**USING THE INFORMATION:**
1 - Can you condense the paragraph beginning "While we place a high value on transparency" in the text on CEPI's partnership agreements into a short list that keeps its main facts?
2 - Could you carry the text on CEPI's partnership agreements forward from its last sentence?

** PAGE TEXT follows **

While we place a high value on transparency, our partnership agreements include detailed confidential, proprietary, and financial information and we are not permitted by our partners to publish them in full. We believe that providing guarantees of such confidentiality in most cases will enable us to achieve better terms with capable partners than if we insisted upon full transparency – and we have been able to secure significant, enforceable equitable access commitments from our partners as a result. Any breach of that confidentiality would diminish the trust that CEPI has built in its relationships with awardees – and with our investors.

** End of PAGE TEXT **
** SOURCE MATERIAL follows **

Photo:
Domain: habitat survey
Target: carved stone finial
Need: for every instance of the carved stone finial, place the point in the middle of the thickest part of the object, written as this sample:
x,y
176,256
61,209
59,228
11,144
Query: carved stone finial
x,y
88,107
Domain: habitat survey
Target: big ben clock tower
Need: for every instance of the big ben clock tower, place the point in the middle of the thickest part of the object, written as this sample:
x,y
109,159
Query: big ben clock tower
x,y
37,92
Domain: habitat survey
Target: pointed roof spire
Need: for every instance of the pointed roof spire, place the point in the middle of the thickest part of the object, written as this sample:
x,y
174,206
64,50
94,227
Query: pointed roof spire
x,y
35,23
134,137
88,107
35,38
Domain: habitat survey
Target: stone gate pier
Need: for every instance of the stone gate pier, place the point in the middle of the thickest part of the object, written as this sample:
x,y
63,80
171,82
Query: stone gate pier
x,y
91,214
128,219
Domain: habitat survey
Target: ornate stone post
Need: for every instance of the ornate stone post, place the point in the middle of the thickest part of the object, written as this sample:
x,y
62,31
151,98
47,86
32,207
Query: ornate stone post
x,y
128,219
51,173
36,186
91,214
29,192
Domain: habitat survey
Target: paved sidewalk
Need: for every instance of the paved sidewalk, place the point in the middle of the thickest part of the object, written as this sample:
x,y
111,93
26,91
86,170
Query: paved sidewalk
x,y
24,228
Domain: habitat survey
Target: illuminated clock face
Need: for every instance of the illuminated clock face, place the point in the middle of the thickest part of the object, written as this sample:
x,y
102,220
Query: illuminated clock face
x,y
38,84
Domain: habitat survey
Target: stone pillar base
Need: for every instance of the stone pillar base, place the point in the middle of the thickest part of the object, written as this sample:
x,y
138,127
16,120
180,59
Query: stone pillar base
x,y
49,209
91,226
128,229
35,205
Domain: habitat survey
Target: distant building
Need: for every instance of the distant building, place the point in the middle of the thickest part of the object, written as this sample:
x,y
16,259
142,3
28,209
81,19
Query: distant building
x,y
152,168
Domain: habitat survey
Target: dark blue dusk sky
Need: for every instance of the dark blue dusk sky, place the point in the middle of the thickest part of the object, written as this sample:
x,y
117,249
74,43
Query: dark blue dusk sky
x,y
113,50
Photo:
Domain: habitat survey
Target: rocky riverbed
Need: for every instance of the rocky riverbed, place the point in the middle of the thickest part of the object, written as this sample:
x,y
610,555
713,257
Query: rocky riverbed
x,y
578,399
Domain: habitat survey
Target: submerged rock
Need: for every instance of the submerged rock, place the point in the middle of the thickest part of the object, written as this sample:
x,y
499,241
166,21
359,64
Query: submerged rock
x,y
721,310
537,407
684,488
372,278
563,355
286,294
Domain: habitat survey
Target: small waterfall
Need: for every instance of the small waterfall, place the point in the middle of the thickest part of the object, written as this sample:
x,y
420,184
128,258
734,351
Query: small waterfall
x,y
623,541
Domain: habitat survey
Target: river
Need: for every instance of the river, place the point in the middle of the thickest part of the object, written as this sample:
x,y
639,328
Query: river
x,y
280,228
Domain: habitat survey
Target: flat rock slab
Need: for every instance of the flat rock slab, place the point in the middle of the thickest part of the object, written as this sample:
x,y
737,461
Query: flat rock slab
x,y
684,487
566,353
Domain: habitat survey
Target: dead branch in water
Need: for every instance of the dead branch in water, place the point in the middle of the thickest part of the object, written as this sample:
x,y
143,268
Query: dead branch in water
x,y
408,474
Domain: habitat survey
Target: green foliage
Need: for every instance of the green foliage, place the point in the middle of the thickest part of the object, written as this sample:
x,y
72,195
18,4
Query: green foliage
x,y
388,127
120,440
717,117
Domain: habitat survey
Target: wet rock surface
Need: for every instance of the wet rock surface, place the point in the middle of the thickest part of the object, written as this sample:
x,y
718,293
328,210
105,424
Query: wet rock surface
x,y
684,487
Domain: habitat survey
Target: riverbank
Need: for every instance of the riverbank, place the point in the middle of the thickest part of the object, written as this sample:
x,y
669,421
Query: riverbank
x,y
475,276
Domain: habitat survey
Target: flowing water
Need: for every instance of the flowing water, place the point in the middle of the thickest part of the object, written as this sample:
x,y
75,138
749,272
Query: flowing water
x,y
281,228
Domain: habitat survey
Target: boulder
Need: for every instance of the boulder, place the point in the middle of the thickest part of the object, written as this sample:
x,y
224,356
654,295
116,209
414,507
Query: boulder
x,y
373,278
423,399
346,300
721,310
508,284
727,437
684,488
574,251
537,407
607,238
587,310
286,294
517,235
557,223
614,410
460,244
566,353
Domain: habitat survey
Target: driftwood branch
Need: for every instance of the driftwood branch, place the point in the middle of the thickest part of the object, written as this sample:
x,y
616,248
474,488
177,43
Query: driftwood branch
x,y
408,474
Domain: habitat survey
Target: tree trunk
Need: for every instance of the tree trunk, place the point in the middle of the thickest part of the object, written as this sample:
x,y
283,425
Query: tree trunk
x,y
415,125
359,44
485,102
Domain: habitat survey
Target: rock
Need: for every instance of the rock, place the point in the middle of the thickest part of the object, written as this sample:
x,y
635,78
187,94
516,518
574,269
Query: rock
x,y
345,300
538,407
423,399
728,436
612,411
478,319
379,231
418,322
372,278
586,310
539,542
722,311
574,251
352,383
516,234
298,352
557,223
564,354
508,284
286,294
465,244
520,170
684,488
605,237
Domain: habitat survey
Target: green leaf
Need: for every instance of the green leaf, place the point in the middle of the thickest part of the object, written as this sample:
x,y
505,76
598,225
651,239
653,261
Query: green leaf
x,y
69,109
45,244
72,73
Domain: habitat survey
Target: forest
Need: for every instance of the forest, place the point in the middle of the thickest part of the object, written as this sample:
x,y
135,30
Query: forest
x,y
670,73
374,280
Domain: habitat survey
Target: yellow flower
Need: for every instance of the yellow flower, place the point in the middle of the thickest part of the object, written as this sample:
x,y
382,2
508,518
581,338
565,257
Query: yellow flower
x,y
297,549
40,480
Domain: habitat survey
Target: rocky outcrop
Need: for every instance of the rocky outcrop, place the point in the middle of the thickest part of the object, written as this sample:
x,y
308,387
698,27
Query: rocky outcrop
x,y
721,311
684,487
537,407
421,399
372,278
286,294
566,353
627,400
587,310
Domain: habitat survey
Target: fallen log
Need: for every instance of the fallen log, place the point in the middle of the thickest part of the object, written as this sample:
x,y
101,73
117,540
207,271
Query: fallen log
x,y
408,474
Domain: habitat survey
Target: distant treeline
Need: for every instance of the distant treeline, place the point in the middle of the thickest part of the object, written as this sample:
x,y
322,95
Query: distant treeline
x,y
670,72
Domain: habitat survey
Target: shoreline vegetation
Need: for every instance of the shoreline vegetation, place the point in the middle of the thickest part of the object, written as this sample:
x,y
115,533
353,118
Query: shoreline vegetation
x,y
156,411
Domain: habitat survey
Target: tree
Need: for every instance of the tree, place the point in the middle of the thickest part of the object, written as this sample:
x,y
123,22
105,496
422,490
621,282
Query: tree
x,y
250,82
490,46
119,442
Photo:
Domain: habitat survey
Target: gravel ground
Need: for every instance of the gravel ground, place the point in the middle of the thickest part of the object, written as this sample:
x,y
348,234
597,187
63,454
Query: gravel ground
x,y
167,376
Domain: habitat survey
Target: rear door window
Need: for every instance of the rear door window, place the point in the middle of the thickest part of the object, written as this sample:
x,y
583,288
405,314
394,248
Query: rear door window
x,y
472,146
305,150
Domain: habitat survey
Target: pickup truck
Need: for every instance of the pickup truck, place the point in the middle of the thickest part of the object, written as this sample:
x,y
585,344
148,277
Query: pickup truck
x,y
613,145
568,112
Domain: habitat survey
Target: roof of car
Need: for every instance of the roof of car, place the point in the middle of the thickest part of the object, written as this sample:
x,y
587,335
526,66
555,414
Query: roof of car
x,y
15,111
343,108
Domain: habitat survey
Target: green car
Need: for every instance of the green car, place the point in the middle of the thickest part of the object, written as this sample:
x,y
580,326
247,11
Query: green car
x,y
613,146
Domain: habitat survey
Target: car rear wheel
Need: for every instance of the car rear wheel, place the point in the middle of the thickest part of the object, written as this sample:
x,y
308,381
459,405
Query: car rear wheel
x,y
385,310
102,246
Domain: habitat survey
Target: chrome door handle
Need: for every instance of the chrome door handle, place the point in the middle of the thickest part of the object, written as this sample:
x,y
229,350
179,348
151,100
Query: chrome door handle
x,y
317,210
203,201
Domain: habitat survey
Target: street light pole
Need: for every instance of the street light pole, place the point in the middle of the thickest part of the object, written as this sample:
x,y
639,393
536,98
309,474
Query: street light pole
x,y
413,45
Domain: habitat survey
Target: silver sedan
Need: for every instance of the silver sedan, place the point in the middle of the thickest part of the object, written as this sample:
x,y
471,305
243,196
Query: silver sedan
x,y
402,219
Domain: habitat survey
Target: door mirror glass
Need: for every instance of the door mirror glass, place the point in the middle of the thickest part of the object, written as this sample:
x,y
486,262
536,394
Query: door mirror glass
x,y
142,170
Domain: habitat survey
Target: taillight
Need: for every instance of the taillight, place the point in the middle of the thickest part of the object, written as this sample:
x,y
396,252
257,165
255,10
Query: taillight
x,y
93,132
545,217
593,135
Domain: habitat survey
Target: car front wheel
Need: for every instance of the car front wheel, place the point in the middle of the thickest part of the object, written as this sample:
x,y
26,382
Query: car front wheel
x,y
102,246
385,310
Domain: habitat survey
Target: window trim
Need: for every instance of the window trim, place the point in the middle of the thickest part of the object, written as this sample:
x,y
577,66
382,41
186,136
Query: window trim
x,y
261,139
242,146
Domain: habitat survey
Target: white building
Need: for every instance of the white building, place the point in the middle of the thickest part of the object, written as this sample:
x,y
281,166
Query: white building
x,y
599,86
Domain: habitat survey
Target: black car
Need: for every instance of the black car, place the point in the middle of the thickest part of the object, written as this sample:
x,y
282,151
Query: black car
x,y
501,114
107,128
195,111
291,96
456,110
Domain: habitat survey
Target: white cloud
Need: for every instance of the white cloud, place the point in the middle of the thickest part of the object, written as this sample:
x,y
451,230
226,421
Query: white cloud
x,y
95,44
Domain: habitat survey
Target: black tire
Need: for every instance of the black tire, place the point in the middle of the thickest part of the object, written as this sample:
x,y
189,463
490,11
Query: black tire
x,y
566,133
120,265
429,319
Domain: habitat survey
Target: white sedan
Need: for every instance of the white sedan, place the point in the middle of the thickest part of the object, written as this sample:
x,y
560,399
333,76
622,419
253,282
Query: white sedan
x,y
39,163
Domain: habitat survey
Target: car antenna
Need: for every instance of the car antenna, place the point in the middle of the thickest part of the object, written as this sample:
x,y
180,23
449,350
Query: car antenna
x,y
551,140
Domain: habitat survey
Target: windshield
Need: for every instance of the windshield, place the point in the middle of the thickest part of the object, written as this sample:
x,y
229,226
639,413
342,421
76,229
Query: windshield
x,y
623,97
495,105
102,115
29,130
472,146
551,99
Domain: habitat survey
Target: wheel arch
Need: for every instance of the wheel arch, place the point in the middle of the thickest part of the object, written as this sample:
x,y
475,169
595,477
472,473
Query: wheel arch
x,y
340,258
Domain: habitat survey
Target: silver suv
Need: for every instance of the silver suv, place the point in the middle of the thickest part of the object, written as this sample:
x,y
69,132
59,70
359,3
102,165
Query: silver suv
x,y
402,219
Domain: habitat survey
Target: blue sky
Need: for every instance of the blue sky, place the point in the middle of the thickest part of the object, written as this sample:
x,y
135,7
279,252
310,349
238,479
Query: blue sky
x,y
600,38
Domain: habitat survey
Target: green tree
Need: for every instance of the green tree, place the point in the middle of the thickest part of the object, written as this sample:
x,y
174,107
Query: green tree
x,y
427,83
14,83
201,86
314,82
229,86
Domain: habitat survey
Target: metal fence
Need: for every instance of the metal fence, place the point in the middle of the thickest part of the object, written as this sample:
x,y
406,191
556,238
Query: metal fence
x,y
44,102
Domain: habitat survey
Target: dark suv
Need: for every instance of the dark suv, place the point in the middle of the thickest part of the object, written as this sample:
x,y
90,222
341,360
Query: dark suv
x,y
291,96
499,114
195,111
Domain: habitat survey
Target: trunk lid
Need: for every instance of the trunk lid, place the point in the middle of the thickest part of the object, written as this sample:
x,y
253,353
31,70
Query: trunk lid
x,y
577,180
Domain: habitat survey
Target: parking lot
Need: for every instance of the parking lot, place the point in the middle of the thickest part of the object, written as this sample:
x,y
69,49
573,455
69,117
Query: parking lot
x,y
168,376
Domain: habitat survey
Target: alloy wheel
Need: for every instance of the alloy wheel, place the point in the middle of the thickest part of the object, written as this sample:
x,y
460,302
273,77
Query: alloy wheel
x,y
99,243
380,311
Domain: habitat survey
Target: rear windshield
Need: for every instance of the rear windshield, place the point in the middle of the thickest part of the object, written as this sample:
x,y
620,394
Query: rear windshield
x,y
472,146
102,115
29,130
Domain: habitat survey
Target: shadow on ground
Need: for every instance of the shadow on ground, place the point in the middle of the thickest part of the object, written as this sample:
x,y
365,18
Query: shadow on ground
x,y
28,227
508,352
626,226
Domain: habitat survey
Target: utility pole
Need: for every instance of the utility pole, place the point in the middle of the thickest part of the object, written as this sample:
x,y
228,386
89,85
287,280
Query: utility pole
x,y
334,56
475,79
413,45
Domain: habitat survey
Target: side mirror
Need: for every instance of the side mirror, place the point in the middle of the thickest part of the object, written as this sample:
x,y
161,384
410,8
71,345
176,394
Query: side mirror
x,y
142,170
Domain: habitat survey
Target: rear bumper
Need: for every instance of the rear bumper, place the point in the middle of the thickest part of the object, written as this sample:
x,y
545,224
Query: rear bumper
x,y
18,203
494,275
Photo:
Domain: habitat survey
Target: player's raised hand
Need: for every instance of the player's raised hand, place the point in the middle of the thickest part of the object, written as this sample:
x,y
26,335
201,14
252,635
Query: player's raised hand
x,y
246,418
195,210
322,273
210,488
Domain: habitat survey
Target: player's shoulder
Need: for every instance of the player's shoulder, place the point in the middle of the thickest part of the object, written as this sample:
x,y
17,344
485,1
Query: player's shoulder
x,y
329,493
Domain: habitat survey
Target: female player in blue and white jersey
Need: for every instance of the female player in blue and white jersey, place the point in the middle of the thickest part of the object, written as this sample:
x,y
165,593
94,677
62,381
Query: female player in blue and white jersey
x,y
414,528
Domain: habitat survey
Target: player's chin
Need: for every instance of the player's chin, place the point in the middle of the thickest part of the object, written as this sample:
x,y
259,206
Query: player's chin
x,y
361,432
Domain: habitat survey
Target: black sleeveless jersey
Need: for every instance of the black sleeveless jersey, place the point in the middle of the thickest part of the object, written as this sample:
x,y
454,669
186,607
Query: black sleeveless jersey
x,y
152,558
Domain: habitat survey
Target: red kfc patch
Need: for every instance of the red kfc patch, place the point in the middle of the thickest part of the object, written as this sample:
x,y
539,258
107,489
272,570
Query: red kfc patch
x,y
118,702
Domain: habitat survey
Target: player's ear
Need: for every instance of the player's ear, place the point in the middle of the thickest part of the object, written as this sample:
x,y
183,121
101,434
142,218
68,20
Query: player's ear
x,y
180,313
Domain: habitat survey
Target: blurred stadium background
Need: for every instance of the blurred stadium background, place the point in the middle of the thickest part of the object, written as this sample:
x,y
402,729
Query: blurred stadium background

** End of SOURCE MATERIAL **

**ACTIVITY ANSWERS:**
1 -
- CEPI values transparency, but its partnership agreements contain detailed confidential, proprietary, and financial information, and partners do not permit publishing them in full.
- In most cases, guaranteeing confidentiality lets CEPI get better terms from capable partners than insisting on full transparency would.
- This approach has secured significant, enforceable equitable access commitments from partners.
- Any breach of confidentiality would diminish the trust CEPI has built with awardees and investors.

2 -
As in all matters, we are fully transparent and accountable to our Board and investors about our agreements, and the Board and investors hold Management to account for delivering acceptable terms. CEPI’s Board has a dedicated Equitable Access Committee (EAC) to monitor its agreement terms, and the CEPI Board’s Executive and Investment Committee reviews the access terms of any investment agreement exceeding $20 million in contract value prior to signature. CEPI has provided detailed summaries of the access provisions in all its partnership agreements to the EAC, the Board and to CEPI investors, and also makes full agreements available to these bodies on request. Our investors are satisfied with the conditions under which CEPI conducts its due diligence, contracting and oversight. CEPI has published summaries of the access provisions in our COVID-19 and core priority pathogen portfolio funding agreements for public consumption. It also commissioned and published an independent external review of the access provisions in its COVID-19 vaccine development agreements and is committed to doing the same for its priority pathogen portfolio.

Access is fundamental to everything we do, but it is important to recognize that the timing and level of CEPI’s investment in a product’s development cycle impacts our leverage to secure equitable access terms. CEPI requires “open access” for published results arising from all its funding. Clinical data and all results (including negative ones) must be disclosed publicly and promptly.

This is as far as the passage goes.